» Text shown:
The Lie of Control: Why We Keep Trying to Be God

When Everything Breaks - Part 2

If Part 1 is the moment life collapses, Part 2 is what happens inside you next.

The panic.
The racing mind.
The scramble to fix, manage, and regain control.

You replay conversations.
You run scenarios.
You try to hold the pieces still long enough to feel safe again.

But the more you tighten your grip, the more everything slips through your fingers.
And there’s a reason for that.

The Illusion That Runs Our Lives

Control is one of the oldest lies in the human story.

We grow up believing we can manage outcomes if we just:

  • try hard enough

  • pray right

  • think ahead

  • stay disciplined

  • avoid mistakes

  • do everything perfectly

But life is far too complex for that. Too fragile. Too unpredictable.

Still, we cling to the illusion because it gives us the feeling of certainty.
Not actual certainty, but the feeling of it.

And when that illusion breaks, it feels like we are breaking with it.

The Pressure of Playing God

When things fall apart, something instinctive rises up in us:

I have to fix this.
If I don’t fix it, no one will.
If this goes wrong, it’s on me.

That pressure is crushing because it is a role we were never created to fill.

We carry the emotional weight of being our own savior.
We feel responsible for outcomes that were never ours to control.
We try to anticipate every possible future as if we could shape them by force.

No wonder we’re exhausted.
No wonder anxiety is everywhere.
No wonder our minds never rest.

Trying to be God will always break you.
Receiving grace is what frees you.

Grace Does Not Ask You to Let Go. It Shows You You Were Never Holding It.

Most advice tells you to just “release control.”

» Work to complete:
[1] Reproduce the essay on control word for word, beginning at the words "You try to hold" and stopping after "reason for that.".
[2] Please resume the essay on control from the point where it stops.
The records that come next are separate from the essay on control.

» Records supplied:
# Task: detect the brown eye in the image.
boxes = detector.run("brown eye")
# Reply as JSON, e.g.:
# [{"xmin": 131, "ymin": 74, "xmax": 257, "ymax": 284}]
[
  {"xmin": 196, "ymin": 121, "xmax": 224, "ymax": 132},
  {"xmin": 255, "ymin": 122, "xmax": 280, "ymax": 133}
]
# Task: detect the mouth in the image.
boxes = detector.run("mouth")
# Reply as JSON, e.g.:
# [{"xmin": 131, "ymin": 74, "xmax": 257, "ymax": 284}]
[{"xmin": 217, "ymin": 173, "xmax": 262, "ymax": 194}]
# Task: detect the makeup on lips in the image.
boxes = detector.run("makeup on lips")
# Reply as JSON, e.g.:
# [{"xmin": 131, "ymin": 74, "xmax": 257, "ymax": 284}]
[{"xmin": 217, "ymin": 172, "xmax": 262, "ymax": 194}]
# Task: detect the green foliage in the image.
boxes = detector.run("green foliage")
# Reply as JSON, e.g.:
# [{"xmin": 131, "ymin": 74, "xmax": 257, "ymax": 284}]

» Results for each task:
[1]
You try to hold the pieces still long enough to feel safe again.

But the more you tighten your grip, the more everything slips through your fingers.
And there’s a reason for that.

[2]
But releasing control only works if you were the one holding it in the first place.
And you weren’t.

Grace doesn’t say, “Let go.”
Grace says, “You were never carrying this to begin with.”

The job you lost was never the source of your security.
The relationship you leaned on was never the foundation of your worth.
The outcome you feared was never in your hands.

When everything breaks, grace doesn’t shame you for trying to control it.
It gently reveals the truth:

You are not responsible for being your own anchor.

You are held by something stronger.

The Anxiety You Feel Is Not a Character Flaw

Anxiety is not a sign that your faith is weak.
It is the nervous system’s reaction to the weight of control.

When you try to:

  • predict the future

  • prevent disaster

  • protect everyone you love

  • guarantee outcomes

...your mind goes into overdrive because it is carrying a load it was never designed to hold.

Grace is not the demand to stop being anxious.
Grace is the gentle whisper underneath the anxiety:

You are not alone. You are not in charge. You are not failing.

You are human.
And you are held.

What Freedom Actually Feels Like

Freedom is not the absence of problems.
Freedom is the absence of the belief that you must solve them alone.

Freedom is not a perfect plan for tomorrow.
Freedom is knowing tomorrow is not your job to control.

Freedom is not being strong enough.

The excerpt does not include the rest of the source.